Aim of the exercise
Repeat, line for line, the entries printed below.
□ □ □ □ □
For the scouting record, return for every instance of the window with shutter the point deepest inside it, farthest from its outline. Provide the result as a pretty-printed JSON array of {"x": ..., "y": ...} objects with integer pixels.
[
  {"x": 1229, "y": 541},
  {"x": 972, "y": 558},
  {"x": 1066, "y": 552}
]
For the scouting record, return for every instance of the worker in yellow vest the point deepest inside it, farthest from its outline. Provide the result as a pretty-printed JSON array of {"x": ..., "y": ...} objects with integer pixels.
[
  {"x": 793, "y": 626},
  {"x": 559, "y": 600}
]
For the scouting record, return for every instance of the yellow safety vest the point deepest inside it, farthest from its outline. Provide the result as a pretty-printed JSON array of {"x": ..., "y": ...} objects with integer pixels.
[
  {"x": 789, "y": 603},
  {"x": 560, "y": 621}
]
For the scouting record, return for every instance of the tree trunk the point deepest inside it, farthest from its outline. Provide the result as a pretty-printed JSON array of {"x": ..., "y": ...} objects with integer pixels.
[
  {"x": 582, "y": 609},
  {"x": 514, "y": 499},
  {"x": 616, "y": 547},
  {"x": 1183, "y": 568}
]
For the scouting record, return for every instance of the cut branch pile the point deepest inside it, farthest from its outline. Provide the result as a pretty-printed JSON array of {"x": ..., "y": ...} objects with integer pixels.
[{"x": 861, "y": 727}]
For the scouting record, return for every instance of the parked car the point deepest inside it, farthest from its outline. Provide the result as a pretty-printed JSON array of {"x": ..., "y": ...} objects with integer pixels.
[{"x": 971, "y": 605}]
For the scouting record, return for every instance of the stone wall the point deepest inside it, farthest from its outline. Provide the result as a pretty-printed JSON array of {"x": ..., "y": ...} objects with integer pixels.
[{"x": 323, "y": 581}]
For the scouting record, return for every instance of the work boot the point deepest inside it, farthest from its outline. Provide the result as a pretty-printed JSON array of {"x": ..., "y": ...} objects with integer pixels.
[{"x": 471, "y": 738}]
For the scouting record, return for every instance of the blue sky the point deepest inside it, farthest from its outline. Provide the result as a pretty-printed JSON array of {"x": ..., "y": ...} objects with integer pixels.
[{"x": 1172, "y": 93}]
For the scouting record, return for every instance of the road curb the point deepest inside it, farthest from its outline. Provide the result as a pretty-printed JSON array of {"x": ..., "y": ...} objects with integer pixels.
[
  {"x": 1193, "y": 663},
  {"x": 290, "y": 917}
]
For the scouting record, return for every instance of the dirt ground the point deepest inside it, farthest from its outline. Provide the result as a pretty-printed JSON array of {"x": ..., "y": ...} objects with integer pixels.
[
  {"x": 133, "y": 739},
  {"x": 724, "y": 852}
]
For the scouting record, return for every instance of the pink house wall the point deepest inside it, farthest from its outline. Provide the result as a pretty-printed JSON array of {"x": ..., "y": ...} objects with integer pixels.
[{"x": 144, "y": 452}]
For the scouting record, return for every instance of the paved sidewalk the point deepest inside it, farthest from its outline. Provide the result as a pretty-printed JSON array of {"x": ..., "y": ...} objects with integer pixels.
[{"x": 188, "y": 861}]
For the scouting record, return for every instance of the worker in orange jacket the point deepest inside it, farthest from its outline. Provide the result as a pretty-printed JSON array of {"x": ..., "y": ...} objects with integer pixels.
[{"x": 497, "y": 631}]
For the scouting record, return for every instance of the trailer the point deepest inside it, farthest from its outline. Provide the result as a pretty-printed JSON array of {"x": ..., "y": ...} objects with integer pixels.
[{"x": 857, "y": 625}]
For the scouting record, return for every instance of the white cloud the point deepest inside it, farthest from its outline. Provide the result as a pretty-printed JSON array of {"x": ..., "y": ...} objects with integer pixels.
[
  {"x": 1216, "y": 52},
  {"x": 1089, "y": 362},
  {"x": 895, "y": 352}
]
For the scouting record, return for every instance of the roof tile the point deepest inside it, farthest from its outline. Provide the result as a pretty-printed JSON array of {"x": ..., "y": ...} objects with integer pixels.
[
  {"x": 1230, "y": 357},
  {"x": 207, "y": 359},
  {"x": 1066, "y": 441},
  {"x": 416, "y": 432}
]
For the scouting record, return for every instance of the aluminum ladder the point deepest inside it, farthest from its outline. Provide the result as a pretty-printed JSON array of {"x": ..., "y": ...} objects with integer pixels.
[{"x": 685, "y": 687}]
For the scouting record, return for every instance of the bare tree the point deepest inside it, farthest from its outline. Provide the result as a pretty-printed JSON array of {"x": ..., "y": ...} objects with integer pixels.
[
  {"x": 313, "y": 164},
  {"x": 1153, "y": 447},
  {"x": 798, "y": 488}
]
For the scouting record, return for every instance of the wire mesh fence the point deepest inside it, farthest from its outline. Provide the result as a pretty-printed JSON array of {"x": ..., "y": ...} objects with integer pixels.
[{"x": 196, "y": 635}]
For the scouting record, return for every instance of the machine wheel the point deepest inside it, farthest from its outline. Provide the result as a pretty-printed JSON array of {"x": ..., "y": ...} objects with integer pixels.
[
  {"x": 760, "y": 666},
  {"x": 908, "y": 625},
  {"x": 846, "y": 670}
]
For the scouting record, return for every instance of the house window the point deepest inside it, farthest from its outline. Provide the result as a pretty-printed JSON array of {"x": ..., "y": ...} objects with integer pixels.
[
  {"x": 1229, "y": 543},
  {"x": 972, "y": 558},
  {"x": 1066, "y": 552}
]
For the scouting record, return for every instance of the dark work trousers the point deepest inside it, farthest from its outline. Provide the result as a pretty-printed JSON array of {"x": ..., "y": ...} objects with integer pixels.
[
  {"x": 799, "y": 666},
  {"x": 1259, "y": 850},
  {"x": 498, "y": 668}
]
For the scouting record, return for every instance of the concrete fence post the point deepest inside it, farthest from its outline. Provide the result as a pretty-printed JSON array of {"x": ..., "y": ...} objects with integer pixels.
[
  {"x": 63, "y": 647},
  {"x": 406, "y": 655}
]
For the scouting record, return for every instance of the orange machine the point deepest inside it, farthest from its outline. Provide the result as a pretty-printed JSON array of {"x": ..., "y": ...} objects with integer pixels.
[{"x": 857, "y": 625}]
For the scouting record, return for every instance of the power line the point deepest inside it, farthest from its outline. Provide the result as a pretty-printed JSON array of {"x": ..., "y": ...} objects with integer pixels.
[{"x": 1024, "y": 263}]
□ □ □ □ □
Reply
For the scouting record, return for every instance of the window with shutter the point deepest inside it, farthest from its outline. Provide the result as a pretty-printed JSON array of {"x": ..., "y": ...} objects with integer pixels.
[
  {"x": 1229, "y": 541},
  {"x": 972, "y": 558},
  {"x": 1066, "y": 552}
]
For the scouting record, return for every instance of the worker in yellow vest the point deepest inside it, farthest from its outline. Provide the result as a pretty-printed JSON array of {"x": ..., "y": ...} objects with integer pixels.
[
  {"x": 793, "y": 626},
  {"x": 559, "y": 600}
]
For the scouting record, return for every instance of the yellow safety vest the point deepest inside it, farthest from its outline. Provide the result as a pretty-printed JSON array of {"x": ..., "y": ...} objects with integer pixels.
[
  {"x": 789, "y": 603},
  {"x": 560, "y": 621}
]
For the scouting record, return for every instance of the tree trunk the point deepest inside it, farthest from its outline. Provide the result as a pretty-printed JSON array of {"x": ..., "y": ...} objects with integer pixels.
[
  {"x": 582, "y": 609},
  {"x": 514, "y": 499},
  {"x": 616, "y": 547},
  {"x": 1183, "y": 568}
]
For the scouting record, return for every instance of the cut branch pile the point deepest inside it, farthest from its outline. Provide the result as a pretty-printed JSON array of {"x": ..., "y": ...} objects with integer pixels.
[{"x": 861, "y": 727}]
For the scouting record, return for every instance of the parked car the point deepest inside it, farthest from its outline. Provide the result as a pretty-printed JSON array of {"x": ..., "y": ...} objects with integer pixels.
[{"x": 971, "y": 605}]
For the scouting record, return for every instance of the stone wall the point deepest inside it, farthest from its outline. Provide the result as a pretty-printed JSON array of {"x": ..., "y": ...} objects with integer pixels.
[{"x": 323, "y": 581}]
For the scouting record, return for every instance of the work boot the point deepest inside it, farthest from its outline. Provide the result as a pretty-printed JSON array of {"x": ..., "y": ...} objects with integer pixels.
[{"x": 471, "y": 738}]
For the scouting record, return for every instance of the blue sky the point deepest inside it, farthest from its outline. Provide the result as a pretty-printed JSON array of {"x": ..., "y": ...} objects with integer pixels.
[{"x": 1172, "y": 93}]
For the scouting record, return for every instance of the road curb the point deepest inside it, farthest from its outline. Provide the result as a pretty-printed JSON array of {"x": ..., "y": ...} objects with integer pixels.
[
  {"x": 1193, "y": 663},
  {"x": 290, "y": 917}
]
For the scouting record, return for every instance of the dirt ground the point deepest inside it, farthest from its outline. Provide the result as a pretty-printed JSON array of {"x": ..., "y": ...} objects with integer pixels.
[
  {"x": 133, "y": 739},
  {"x": 724, "y": 852}
]
For the scouting record, return for every instance of the pink house wall the point deepest inside it, farthest from its outline. Provide the result as a pretty-printed JSON array of {"x": ..., "y": ...} objects with integer pixels.
[{"x": 144, "y": 452}]
For the scouting record, return for every instance of the paved sidewalk the point deepest inside it, farthest from its outline. Provide the result as a pretty-printed JSON array of {"x": ..., "y": ...} objects with integer pixels.
[{"x": 188, "y": 861}]
For the scouting record, return for every instance of the worker in orange jacket the point deepest inside it, farthest from its outline. Provide the result as a pretty-printed JSON array of {"x": ..., "y": ...} objects with integer pixels.
[{"x": 497, "y": 631}]
For the scouting record, return for every instance of the trailer the point deepest inside it, farthest from its outline. Provide the result as a pretty-printed JSON array of {"x": ..., "y": ...} objects with integer pixels.
[{"x": 857, "y": 625}]
For the scouting record, return for every instance of the white cloud the point deepest inside it, farthest from its outline. Provide the result as a pretty-printed JSON array of {"x": ..., "y": ...} objects with integer pixels.
[
  {"x": 1216, "y": 52},
  {"x": 1089, "y": 362},
  {"x": 895, "y": 352}
]
For the scouting record, return for every instance of the roof tile the point deepest inside it, farthest from its outline. Provide the result as a pretty-printed JSON array of {"x": ..., "y": ...} objects with integer pixels.
[
  {"x": 1230, "y": 357},
  {"x": 207, "y": 359},
  {"x": 1066, "y": 441},
  {"x": 416, "y": 432}
]
For the scouting record, return for every instance of the aluminum ladder the point deepest inside it, farthest from its outline. Provide the result as a pretty-printed JSON array of {"x": ..., "y": ...} objects with integer pixels.
[{"x": 685, "y": 687}]
For the scouting record, return for every instance of the bare tree the point deepest inside it, farthest from its outline. Provide the result as a pretty-printed JSON array of {"x": ..., "y": ...} objects with integer pixels.
[
  {"x": 313, "y": 164},
  {"x": 1153, "y": 447},
  {"x": 798, "y": 488}
]
For the scouting record, return for every instance of the wire mesh fence the point deepest inside it, farthest from its outline. Provide the result as a pretty-printed JSON array of {"x": ..., "y": ...} objects with integer pixels.
[{"x": 196, "y": 635}]
For the scouting record, return for every instance of the machine wheel the point deepest inside it, farthest from its outline. Provide the result as a pretty-printed JSON array of {"x": ..., "y": ...} objects with integer pixels.
[
  {"x": 760, "y": 666},
  {"x": 908, "y": 625},
  {"x": 846, "y": 670}
]
For the scouting record, return for every instance of the house window the point deepest inside it, farthest from its outline. Provide the result as a pretty-printed JSON array of {"x": ..., "y": ...} objects with integer pixels.
[
  {"x": 1229, "y": 543},
  {"x": 972, "y": 558},
  {"x": 1066, "y": 552}
]
For the scouting record, return for every instance of the dark work trousers the point deepest inside it, farthest from its outline. Provide the result as a pretty-printed JSON array of {"x": ..., "y": ...} objects with integer pixels.
[
  {"x": 799, "y": 666},
  {"x": 1259, "y": 850},
  {"x": 498, "y": 668}
]
For the scouting record, return for every instance of the concrete fence post the point deepest inside it, farthest from its outline. Provide the result as a pretty-printed JSON array of {"x": ..., "y": ...} objects with integer pixels.
[
  {"x": 63, "y": 647},
  {"x": 406, "y": 655}
]
For the scouting record, return for every instance of the orange machine the point deepest inside it, farthest from its outline. Provide the result as a pretty-printed JSON array of {"x": ..., "y": ...} objects with integer pixels.
[{"x": 857, "y": 625}]
For the scouting record, return for every instance of the power line the point deepest inside it, farthest from its outline. Provide the result as a pretty-printed JSON array of {"x": ..., "y": ...} objects with integer pixels.
[{"x": 1024, "y": 263}]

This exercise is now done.